::: Text segment :::
Dopaminergic neurons — nerve cells gradually lost to Parkinson’s progression — that contain an enzyme called aldehyde dehydrogenase 1A1 are essential for acquiring the motor skills needed for proper movement in given situations, a mouse study reports.

The research, “Distinct connectivity and functionality of aldehyde dehydrogenase 1A1-positive nigrostriatal dopaminergic neurons in motor learning,” was published in Cell Reports. The work was developed by the Intramural Research Program of the National Institute on Aging (IRP-NIA).

Parkinson’s disease severely affects dopaminergic neurons, those that produce dopamine, a neurotransmitter (cell-signaling molecule) that relays information between nerve cells and between the brain and the rest of the body.  These neurons are found in two specific brain regions involved in motor control: the striatum and the substantia nigra.

Nerve cells may or not contain aldehyde dehydrogenase 1A1 (ALDH1A1), an enzyme that is involved in cellular detoxification. Parkinson’s seems to mostly damage ALDH1A1-positive dopaminergic neurons, suggesting the enzyme may be a key player in this neurodegenerative disorder.

Both ALDH1A1-positive and ALDH1A1-negative dopaminergic nerve cells contribute to voluntary motor behavior. But the degree to which ALDH1A1-positive neurons are crucial to acquiring motor skills remains to be understood.

Using a mouse model of Parkinson’s, scientists targeted  dopaminergic neurons positive for ALDH1A1, and produced a detailed connectivity map of these specific neuronal networks in the mouse brain.

ALDH1A1-positive neurons were found to be in constant communication with other brain structures there. Importantly, researchers found that those dopamine-producing neurons of the striatum and substantia nigra that received the greatest percentage of molecular information (input) were located in the caudate-putamen nuclei, a brain region involved in movement control.

Researchers then selectively removed ALDH1A1-positive neurons to mimic the degeneration pattern observed in late-stage Parkinson’s disease. The animals’ ability to show new motor skills — new ways of voluntary movement, like foot position for maintaining balance while walking on a moving surface — was assessed using the rotarod test. In this test, mice must learn to balance while walking on a constantly rotating rod much like a treadmill.

Mice without ALDH1A1-positive neurons displayed a distinctly poorer ability to learn new motor skills, and slower walking speeds compared to control animals.
::: Recorded information :::
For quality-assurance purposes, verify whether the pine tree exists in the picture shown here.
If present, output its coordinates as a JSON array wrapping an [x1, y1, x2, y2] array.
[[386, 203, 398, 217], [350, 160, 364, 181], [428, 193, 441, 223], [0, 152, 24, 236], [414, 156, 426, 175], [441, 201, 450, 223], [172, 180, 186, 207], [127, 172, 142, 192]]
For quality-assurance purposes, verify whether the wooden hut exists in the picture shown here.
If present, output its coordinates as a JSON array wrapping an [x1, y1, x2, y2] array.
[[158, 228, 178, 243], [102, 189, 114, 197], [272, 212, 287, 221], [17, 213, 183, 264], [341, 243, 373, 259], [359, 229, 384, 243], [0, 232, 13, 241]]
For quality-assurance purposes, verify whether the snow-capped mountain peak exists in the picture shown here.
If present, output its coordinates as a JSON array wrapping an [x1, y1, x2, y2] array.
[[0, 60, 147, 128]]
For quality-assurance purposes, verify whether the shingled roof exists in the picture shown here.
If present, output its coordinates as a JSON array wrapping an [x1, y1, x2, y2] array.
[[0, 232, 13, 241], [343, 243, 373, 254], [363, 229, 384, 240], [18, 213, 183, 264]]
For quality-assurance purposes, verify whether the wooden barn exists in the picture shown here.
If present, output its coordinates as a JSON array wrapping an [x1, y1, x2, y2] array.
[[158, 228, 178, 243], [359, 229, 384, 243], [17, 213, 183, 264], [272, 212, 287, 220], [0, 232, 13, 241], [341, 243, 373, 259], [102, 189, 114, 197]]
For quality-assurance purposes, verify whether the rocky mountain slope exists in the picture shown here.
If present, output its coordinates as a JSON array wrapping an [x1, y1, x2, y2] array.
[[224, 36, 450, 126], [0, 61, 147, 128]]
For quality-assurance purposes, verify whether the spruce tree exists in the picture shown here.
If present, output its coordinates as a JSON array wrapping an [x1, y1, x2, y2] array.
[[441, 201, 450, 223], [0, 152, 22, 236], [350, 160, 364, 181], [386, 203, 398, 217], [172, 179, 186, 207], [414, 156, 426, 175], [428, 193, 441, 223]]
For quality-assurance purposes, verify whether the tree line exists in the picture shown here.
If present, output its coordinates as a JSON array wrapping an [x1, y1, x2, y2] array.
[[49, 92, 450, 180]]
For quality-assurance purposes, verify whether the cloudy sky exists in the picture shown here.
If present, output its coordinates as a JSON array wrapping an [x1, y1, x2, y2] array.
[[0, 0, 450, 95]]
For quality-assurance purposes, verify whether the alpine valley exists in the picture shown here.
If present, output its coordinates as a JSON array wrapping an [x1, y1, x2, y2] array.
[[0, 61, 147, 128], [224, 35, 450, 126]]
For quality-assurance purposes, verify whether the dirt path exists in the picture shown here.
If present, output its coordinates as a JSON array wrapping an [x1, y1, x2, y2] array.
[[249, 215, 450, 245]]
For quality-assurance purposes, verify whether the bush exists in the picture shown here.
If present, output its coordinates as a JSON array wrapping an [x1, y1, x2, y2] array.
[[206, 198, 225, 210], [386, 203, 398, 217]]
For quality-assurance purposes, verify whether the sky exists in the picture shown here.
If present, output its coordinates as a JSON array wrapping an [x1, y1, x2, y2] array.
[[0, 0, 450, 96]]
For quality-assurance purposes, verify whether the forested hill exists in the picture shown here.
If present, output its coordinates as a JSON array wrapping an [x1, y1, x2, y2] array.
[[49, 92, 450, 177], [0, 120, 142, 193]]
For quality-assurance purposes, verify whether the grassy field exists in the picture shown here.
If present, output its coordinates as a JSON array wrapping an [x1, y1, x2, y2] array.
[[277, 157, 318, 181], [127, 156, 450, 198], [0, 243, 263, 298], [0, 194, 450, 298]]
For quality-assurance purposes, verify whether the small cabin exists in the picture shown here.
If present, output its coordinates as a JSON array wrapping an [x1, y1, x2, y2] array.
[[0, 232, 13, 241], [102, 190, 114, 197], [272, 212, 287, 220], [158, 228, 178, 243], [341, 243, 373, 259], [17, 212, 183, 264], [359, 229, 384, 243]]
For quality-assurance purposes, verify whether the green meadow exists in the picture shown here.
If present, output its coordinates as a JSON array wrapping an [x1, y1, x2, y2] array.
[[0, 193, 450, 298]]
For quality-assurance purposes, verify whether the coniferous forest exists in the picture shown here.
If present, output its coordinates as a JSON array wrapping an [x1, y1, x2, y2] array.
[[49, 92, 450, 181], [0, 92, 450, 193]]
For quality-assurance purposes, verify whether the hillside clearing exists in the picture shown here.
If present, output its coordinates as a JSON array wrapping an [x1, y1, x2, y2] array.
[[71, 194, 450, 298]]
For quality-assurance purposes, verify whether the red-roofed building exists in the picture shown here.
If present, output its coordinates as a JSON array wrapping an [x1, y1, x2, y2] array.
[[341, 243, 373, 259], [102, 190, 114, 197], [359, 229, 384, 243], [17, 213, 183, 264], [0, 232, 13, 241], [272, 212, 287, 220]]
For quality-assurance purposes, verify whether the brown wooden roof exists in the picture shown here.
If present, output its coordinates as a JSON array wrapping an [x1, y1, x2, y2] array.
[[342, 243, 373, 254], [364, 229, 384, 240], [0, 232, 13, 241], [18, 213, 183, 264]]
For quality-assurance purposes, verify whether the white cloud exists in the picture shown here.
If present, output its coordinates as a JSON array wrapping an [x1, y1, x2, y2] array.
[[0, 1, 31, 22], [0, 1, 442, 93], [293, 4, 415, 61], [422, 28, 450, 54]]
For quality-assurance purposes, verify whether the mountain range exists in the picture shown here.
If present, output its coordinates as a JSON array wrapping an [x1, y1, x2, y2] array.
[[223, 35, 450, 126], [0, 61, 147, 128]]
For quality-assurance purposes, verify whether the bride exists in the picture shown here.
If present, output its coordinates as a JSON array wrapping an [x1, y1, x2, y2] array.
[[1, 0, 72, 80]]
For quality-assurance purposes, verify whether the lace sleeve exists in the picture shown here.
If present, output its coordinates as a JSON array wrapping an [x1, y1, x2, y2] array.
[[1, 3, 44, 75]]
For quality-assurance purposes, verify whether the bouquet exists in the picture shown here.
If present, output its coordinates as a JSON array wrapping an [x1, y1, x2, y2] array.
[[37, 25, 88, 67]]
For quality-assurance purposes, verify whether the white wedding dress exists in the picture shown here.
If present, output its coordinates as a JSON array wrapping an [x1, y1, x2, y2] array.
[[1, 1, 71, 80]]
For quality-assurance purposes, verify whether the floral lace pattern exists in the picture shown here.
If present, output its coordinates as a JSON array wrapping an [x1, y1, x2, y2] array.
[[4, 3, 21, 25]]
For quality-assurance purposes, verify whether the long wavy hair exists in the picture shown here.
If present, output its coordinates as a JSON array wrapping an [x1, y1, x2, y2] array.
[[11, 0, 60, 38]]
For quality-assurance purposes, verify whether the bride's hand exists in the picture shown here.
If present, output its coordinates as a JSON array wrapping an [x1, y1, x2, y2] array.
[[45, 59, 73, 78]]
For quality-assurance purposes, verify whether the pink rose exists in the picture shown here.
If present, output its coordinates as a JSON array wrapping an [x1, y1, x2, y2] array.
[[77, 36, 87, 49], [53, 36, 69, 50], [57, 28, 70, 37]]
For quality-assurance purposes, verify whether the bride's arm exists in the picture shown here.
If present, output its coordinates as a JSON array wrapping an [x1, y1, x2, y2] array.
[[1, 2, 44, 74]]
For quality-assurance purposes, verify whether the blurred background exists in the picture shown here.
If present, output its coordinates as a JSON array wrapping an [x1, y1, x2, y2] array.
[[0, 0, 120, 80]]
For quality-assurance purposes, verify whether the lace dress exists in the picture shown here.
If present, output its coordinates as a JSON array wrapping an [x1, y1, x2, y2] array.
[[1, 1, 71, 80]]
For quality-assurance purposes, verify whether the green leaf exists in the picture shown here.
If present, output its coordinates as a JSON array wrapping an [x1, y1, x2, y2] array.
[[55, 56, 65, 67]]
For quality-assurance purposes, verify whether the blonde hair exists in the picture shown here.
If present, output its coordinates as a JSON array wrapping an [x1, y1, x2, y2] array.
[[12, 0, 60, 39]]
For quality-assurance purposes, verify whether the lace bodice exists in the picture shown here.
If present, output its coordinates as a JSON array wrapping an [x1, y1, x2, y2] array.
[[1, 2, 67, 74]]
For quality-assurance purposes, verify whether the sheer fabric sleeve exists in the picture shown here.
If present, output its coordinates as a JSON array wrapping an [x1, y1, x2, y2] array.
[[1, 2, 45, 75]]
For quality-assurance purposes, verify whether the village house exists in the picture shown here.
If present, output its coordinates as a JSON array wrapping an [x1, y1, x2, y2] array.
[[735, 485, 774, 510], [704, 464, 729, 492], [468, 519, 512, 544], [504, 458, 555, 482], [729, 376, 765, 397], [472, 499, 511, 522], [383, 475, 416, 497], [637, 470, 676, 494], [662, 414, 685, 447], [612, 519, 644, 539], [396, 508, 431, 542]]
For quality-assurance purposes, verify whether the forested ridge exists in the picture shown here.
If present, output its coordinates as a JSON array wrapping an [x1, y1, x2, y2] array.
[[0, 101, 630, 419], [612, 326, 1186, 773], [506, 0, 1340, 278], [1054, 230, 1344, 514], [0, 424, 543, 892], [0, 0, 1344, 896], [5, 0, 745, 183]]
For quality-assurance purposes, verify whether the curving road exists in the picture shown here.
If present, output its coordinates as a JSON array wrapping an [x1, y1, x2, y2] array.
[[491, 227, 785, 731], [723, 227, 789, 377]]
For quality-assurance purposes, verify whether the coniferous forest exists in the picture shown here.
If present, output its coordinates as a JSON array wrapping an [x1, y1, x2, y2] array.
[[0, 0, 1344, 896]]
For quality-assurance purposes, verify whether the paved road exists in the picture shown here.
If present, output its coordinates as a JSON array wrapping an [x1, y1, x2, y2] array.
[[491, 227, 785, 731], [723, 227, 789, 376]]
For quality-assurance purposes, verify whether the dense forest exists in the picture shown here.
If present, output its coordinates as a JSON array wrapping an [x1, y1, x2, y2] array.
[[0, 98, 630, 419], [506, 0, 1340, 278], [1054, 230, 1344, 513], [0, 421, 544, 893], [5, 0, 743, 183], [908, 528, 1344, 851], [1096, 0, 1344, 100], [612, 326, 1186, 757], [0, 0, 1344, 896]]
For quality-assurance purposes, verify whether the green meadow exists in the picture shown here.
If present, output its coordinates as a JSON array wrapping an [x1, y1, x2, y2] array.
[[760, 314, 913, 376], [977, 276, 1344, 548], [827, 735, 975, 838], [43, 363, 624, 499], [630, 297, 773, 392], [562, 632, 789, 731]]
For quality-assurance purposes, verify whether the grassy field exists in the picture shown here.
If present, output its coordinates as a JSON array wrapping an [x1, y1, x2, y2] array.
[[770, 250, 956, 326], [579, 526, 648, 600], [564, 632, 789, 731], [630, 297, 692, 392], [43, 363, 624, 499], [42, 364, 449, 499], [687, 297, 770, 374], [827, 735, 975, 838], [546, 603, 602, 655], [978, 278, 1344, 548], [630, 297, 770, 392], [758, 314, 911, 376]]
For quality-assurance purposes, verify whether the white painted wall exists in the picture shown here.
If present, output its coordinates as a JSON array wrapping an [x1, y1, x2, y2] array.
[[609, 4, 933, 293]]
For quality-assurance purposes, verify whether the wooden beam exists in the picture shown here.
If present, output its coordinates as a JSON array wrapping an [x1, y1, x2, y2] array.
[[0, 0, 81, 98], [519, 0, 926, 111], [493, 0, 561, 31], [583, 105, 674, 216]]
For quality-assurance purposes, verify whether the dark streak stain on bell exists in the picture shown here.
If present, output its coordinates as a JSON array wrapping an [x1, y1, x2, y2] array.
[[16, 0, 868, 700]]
:::
Work request 1:
Retype the passage of the Parkinson's mouse study article starting with "Nerve cells may" and going on through "to be understood.".
Work request 2:
In the Parkinson's mouse study article, which test was used to assess the animals' ability to show new motor skills?
Work request 3:
Continue the article on ALDH1A1-positive neurons and motor learning from the point where it stops.

Answer box 1:
Nerve cells may or not contain aldehyde dehydrogenase 1A1 (ALDH1A1), an enzyme that is involved in cellular detoxification. Parkinson’s seems to mostly damage ALDH1A1-positive dopaminergic neurons, suggesting the enzyme may be a key player in this neurodegenerative disorder.

Both ALDH1A1-positive and ALDH1A1-negative dopaminergic nerve cells contribute to voluntary motor behavior. But the degree to which ALDH1A1-positive neurons are crucial to acquiring motor skills remains to be understood.

Answer box 2:
The rotarod test.

Answer box 3:
“Compared with a modest reduction in high-speed walking, the ALDH1A1+ nDAN-ablated mice showed a more severe impairment in rotarod motor skill leaning,” the researchers wrote. “Unlike control animals … [these] mice essentially failed to improve their performance during the course of rotarod tests.” (nDANs are nigrostriatal dopaminergic neurons.)

These animals were then treated with dopamine replacement therapy, either levodopa or a dopamine receptor agonist, one hour before a new motor skills assessment. Dopamine replacement therapy is standard treatment for the motor symptoms associated with Parkinson’s.

Levodopa (L-DOPA) treatment allowed the animals without ALDH1A1-positive neurons to travel longer distances, and to walk more frequently at higher speeds during a session. But it failed to improve their ability to acquire new motor skills during repeated tests. Treatment with a dopamine receptor agonist was also ineffective.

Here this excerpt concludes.